» **Directions for this task**: In the organizational behavior text, why did the company owner see a need to radically change the way the company operated?

» **Text section**:
-=-=-

Organizational Behavior
What influence tactics and power bases are evident in this case? Explain.
In the first place, the owner of the company has all of the power, if she wants it. Of course, she is bounded by her employees and the law to an extent, but when making a change such as this it would seem that she first used legitimate power. She saw a need to radically change the way the company operated because revenues were consistently dropping, so she had to find a way to arrest the free fall. Legitimate power always seems like a fall back point, but her statement regarding the receptionist of "just figure it out" points to the CEO's use threats, no wheedling, just a strong statement because she has the ultimate power in the company. It can also be said that she employed expert power also. The CEO of a company is the chief executive, and though they may not have as much specific information about individual departments as the managers of those departments have, she does have a better overall picture of the company. This means that she is expert about where the company needs to go to succeed. As an aside, this seems to be on the dividing line between social and personal power because the change is equally for herself and for the company.
Influence tactics are relatively limited in this case. On first examination, it is obvious that rational persuasion was used. There had to be a change, a radical change, and this would give the employees the freedom they wished to have while maintaining the work environment. However, there was most likely some consultation and coalition tactics also. The CEO would have to talk to other members of the management team to see how they viewed the idea. This was the coercion. She had to have some other people involved so that she could sell the idea to others in the company. But, she did not see this as enough. She hired a consulting firm, made of the individuals who had first implemented the idea at Best Buy (Kreitner & Kinicki, 2010), to make sure that the program was implemented correctly.
2. Where would you plot J.A. Counter's ROWE program on the empowerment grid in Figure 15-2? Explain.

-=-=-

» **Given information**:
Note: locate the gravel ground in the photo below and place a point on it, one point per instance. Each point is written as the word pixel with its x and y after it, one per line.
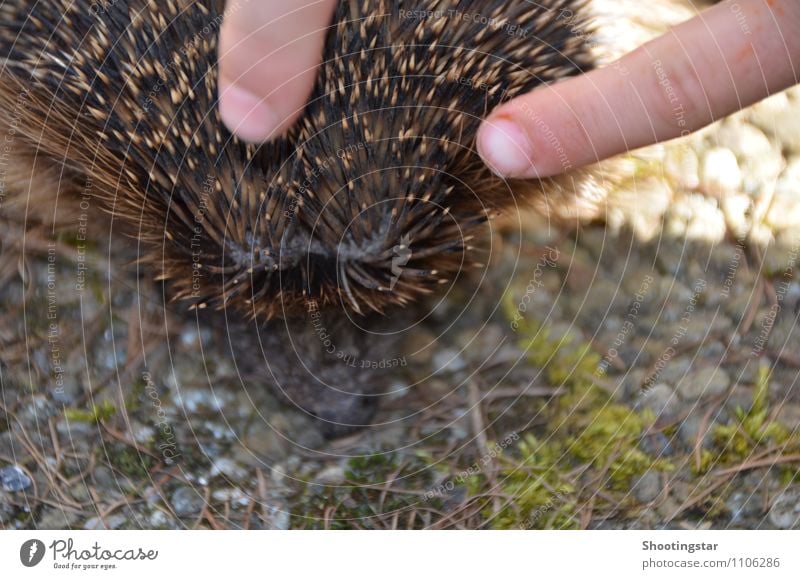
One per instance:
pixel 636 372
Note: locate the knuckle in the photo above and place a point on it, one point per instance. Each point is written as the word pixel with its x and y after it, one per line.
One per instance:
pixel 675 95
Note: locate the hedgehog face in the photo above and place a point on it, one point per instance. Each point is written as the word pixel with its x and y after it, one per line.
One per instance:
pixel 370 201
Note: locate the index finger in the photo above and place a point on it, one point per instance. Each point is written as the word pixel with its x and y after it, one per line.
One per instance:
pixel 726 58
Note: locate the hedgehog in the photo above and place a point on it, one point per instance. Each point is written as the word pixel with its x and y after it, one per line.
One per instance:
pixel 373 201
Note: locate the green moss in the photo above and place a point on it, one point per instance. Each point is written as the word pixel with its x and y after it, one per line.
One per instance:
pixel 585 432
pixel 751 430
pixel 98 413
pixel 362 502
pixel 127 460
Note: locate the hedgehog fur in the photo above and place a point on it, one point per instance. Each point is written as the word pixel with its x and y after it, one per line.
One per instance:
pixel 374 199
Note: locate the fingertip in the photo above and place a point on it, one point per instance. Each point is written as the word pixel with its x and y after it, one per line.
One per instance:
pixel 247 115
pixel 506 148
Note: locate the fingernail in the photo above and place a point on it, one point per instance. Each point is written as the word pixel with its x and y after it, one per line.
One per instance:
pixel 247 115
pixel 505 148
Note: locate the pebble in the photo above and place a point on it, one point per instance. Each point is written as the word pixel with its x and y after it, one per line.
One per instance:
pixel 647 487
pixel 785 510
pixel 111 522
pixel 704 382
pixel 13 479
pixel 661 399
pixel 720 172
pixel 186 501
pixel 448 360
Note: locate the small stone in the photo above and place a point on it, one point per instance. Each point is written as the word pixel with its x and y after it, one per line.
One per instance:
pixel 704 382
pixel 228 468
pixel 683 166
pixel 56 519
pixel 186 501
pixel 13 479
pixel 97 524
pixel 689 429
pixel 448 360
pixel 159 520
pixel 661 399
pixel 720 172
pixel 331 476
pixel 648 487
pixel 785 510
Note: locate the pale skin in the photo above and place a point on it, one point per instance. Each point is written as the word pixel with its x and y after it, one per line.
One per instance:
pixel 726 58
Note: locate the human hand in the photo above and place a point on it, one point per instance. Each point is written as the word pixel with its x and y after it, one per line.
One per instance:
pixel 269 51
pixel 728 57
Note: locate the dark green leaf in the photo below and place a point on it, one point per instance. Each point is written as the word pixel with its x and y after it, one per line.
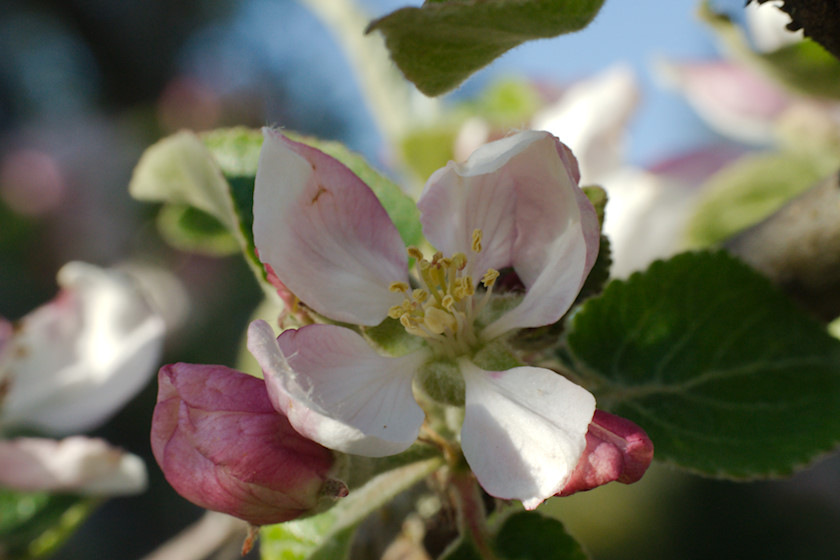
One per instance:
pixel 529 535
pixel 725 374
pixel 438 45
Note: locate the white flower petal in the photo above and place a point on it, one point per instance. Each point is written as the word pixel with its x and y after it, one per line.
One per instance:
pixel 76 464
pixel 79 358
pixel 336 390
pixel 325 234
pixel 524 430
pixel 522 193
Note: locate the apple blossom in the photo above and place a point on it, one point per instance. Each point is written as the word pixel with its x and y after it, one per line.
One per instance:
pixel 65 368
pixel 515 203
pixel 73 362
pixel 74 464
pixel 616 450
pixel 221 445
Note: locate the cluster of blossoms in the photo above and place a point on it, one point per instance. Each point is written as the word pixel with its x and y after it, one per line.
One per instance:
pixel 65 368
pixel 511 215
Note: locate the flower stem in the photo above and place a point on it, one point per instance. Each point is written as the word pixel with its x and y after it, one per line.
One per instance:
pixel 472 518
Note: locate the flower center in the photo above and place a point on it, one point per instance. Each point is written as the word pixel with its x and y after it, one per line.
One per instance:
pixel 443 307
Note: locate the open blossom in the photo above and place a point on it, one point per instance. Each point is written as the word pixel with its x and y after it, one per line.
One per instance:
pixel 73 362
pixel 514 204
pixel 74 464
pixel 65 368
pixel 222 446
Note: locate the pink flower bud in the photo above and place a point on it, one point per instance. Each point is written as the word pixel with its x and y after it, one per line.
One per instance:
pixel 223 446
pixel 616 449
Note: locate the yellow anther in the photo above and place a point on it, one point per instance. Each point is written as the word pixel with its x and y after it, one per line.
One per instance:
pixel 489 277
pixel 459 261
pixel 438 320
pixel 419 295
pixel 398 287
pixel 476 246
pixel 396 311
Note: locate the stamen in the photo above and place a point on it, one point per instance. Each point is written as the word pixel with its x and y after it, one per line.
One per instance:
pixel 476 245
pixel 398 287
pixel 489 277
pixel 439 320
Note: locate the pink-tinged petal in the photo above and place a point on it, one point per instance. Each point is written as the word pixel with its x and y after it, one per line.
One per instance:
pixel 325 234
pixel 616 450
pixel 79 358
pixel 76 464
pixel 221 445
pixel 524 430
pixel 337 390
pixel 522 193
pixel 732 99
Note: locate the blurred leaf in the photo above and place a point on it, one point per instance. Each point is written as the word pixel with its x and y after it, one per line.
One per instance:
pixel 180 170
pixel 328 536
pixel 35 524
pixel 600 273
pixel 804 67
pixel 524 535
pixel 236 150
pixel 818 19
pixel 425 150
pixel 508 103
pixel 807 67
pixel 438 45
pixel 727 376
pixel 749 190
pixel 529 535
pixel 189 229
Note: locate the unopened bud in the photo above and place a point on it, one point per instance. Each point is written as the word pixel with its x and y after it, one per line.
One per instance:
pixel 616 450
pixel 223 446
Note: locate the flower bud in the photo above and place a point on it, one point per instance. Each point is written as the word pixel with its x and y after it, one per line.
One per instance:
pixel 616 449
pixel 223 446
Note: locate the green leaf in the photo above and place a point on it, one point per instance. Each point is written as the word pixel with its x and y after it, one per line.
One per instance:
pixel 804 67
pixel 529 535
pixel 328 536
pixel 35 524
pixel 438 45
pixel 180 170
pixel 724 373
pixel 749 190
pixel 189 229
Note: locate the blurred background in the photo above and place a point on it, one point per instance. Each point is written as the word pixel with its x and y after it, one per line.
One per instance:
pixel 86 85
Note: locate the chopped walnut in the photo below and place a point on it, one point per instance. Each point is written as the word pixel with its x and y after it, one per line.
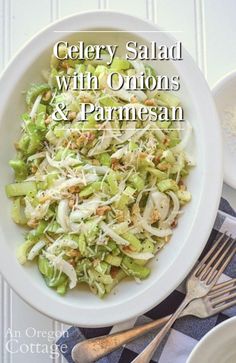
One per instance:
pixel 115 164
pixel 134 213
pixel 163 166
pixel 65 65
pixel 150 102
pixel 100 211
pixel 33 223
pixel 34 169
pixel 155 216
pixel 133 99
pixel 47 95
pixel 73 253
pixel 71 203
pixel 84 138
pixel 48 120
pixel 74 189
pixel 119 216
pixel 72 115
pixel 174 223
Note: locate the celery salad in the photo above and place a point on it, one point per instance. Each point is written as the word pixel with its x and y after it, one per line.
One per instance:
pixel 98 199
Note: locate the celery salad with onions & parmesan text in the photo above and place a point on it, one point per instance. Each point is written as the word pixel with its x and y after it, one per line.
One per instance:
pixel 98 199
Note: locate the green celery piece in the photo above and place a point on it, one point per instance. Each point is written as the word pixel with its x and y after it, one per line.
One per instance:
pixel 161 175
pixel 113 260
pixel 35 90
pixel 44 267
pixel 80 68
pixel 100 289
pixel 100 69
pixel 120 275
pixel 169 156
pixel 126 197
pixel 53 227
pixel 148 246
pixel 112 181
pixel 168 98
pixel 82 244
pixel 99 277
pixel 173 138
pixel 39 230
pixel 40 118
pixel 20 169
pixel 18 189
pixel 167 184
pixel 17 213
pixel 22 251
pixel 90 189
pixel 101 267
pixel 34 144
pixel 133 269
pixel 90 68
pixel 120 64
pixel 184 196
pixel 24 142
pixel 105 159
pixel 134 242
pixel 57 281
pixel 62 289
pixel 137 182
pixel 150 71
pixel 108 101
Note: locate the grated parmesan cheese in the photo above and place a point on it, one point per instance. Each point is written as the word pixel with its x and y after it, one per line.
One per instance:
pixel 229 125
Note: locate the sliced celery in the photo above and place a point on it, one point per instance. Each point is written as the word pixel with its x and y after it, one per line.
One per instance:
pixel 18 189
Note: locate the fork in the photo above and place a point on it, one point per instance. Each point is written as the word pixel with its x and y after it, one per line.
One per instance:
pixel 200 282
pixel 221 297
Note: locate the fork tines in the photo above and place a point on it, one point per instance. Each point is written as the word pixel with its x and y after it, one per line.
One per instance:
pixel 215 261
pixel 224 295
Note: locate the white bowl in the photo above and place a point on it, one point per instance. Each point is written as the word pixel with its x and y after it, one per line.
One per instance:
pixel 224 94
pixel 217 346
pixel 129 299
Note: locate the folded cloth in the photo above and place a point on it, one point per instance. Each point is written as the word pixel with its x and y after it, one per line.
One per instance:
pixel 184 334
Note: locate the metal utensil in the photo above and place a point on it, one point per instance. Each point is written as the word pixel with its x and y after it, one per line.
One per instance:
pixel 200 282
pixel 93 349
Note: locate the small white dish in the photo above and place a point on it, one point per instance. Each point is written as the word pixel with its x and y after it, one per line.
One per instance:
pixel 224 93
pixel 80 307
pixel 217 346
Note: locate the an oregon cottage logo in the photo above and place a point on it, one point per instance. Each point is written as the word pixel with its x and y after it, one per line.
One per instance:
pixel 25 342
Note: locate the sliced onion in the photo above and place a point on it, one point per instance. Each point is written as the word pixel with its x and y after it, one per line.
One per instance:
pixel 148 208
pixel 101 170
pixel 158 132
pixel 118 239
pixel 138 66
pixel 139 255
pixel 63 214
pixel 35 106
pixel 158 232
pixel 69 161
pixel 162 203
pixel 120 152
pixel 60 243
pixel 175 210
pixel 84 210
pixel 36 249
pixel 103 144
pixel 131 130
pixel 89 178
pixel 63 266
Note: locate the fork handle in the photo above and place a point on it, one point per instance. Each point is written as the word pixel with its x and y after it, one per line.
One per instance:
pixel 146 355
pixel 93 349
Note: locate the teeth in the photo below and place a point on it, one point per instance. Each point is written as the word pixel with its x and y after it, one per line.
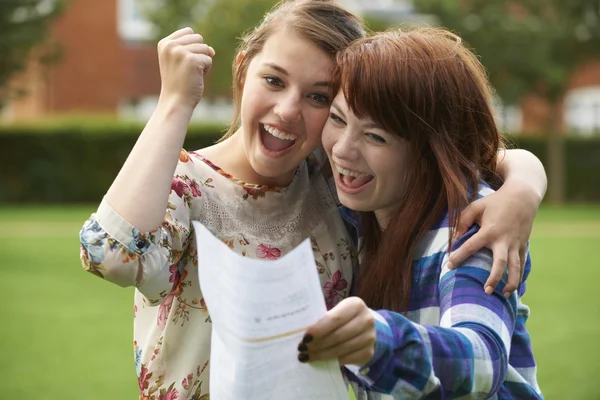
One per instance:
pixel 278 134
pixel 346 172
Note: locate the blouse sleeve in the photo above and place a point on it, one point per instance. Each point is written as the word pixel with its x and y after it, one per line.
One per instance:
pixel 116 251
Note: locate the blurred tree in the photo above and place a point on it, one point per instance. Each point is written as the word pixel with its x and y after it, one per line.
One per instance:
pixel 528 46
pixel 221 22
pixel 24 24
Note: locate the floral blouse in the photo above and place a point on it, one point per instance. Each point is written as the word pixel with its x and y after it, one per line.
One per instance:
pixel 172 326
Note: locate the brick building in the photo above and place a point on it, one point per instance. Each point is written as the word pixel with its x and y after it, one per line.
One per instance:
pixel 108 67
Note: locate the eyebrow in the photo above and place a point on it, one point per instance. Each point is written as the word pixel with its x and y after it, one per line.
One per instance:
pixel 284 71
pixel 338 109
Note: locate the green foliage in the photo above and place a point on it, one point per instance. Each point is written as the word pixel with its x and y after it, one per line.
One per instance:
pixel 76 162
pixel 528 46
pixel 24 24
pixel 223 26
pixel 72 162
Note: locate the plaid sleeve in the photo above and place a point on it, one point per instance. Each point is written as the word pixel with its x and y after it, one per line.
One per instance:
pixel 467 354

-=-=-

» **Answer to the exercise**: Revenues were consistently dropping.